Task goal
Go through the entries below from the first line and transcribe each one exactly, ending with the line that contains "find | side mirror".

Provided data
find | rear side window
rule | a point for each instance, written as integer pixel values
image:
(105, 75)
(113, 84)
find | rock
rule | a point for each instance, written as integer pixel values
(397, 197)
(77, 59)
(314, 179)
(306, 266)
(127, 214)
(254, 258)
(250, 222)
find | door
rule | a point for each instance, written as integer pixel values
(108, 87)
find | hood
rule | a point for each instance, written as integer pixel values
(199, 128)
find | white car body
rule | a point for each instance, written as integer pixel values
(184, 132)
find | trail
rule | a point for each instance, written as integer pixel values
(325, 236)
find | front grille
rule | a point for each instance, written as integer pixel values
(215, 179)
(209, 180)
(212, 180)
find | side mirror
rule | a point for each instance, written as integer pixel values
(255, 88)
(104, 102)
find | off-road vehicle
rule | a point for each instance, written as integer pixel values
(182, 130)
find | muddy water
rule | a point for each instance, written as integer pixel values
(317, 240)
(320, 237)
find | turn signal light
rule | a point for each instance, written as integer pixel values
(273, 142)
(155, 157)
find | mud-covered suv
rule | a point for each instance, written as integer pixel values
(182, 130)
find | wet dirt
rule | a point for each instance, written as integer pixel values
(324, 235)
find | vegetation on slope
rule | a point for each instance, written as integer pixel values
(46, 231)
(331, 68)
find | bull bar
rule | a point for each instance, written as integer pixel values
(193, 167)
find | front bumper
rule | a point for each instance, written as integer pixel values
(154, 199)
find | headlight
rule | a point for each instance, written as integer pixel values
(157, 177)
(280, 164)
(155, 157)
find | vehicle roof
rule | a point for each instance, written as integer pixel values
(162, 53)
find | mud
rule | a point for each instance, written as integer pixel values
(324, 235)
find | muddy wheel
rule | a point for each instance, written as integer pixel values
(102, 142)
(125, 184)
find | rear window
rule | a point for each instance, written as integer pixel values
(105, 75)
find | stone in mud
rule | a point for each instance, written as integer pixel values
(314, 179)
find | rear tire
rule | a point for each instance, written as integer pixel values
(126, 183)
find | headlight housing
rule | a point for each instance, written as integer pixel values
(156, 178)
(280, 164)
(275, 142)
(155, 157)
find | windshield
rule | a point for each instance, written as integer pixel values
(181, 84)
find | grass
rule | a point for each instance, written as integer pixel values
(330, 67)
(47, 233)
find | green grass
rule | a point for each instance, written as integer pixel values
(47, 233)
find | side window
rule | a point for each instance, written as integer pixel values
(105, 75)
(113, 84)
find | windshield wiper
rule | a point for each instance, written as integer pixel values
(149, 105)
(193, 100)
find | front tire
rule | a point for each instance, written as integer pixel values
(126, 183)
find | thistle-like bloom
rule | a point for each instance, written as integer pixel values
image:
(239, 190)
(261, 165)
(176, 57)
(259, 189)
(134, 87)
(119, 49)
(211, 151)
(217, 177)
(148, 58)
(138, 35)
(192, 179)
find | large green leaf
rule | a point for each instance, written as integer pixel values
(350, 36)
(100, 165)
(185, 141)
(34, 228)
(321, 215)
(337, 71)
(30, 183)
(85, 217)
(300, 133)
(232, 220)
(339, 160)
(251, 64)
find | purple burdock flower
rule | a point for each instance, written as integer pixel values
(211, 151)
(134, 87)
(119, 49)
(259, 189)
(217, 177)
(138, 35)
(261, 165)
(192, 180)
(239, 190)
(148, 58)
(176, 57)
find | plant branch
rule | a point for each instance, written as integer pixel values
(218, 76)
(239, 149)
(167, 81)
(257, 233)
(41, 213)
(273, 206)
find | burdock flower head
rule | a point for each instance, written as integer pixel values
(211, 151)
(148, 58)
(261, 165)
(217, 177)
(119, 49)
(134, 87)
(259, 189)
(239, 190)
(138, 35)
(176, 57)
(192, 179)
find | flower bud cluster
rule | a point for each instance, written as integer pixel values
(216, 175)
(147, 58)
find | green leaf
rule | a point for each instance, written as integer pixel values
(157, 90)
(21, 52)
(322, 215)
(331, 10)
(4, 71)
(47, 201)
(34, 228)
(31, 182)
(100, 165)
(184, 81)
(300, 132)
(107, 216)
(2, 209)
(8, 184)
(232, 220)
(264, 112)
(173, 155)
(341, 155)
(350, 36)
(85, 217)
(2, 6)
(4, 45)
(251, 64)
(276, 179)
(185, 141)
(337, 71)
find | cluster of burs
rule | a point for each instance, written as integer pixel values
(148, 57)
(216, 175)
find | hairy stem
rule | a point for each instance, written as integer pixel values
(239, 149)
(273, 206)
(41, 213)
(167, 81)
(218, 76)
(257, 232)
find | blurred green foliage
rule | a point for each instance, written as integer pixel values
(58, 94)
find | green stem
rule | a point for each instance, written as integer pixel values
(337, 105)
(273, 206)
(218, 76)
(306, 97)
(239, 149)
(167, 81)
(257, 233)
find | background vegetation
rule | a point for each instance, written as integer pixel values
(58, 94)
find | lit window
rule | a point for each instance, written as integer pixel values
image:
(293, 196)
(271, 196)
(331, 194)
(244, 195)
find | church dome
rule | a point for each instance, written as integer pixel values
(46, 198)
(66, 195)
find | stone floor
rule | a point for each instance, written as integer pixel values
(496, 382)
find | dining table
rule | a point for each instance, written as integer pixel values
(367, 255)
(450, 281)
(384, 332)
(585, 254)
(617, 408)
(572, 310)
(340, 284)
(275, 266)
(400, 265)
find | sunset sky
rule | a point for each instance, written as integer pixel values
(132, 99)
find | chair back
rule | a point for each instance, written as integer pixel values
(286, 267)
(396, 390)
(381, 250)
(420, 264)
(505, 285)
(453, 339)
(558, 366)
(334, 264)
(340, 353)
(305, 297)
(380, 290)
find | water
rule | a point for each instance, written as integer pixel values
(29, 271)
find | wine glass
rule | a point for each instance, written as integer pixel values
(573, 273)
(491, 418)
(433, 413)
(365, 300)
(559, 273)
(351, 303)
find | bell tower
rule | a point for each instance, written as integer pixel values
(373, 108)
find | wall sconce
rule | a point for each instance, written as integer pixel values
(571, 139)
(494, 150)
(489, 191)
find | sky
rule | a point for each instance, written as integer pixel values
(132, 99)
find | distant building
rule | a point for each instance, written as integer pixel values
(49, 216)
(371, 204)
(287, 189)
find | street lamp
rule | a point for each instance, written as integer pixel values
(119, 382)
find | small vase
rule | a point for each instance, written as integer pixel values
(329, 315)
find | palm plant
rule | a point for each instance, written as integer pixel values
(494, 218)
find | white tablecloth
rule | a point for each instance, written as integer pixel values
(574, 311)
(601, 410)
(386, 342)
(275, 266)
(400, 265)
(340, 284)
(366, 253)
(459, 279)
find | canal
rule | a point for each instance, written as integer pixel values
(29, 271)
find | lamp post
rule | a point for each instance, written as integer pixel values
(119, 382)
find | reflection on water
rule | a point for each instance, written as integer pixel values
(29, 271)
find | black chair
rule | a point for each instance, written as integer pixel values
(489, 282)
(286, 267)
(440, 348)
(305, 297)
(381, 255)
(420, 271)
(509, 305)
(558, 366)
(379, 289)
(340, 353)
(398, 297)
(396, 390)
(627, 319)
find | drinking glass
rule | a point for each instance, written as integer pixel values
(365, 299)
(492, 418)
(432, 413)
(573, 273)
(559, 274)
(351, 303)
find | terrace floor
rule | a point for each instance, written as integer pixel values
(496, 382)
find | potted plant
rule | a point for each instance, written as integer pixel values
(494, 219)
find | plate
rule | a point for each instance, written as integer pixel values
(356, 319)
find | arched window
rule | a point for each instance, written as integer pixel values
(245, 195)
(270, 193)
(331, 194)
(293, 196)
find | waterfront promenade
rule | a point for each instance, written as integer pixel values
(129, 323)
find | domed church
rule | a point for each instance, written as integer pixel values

Answer space
find | rear side window
rule | a point for each instance, written as integer pixel values
image:
(105, 75)
(113, 84)
find | rock
rule | a point for each instance, written as integer pixel values
(397, 197)
(77, 59)
(314, 179)
(306, 266)
(127, 214)
(254, 258)
(250, 222)
find | door
rule | a point for each instance, written as integer pixel values
(108, 87)
find | hood
rule | a point for each instance, written as integer pixel values
(199, 128)
find | white car body
rule | a point for each instance, written as integer pixel values
(184, 132)
find | trail
rule | a point for each instance, written as integer pixel values
(325, 236)
find | front grille
rule | a point for each instance, written as integer pixel values
(215, 179)
(209, 180)
(212, 180)
find | side mirror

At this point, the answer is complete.